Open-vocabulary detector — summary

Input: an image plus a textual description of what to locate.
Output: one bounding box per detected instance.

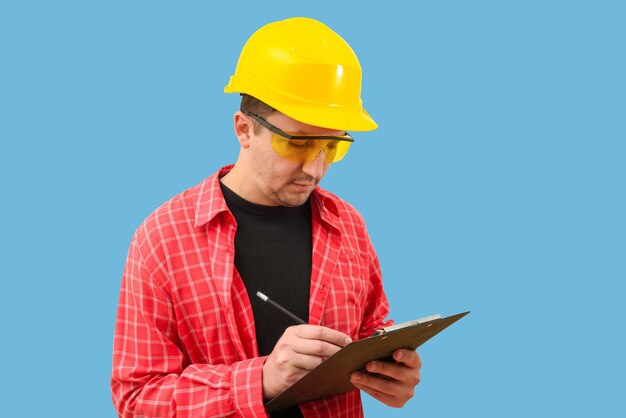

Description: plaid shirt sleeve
[111,236,268,418]
[357,230,393,340]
_ _ _ _ _ _ _
TRY IT => Please transcribe exactly the lines from the one containing "Input: an image" through the last line of the records above, both included, and leave out every picture.

YOUR RESPONSE =>
Input: an image plus a textual description of what to locate.
Output: one bounding box per detected instance.


Description: plaid shirt sleeve
[111,236,268,418]
[357,230,393,340]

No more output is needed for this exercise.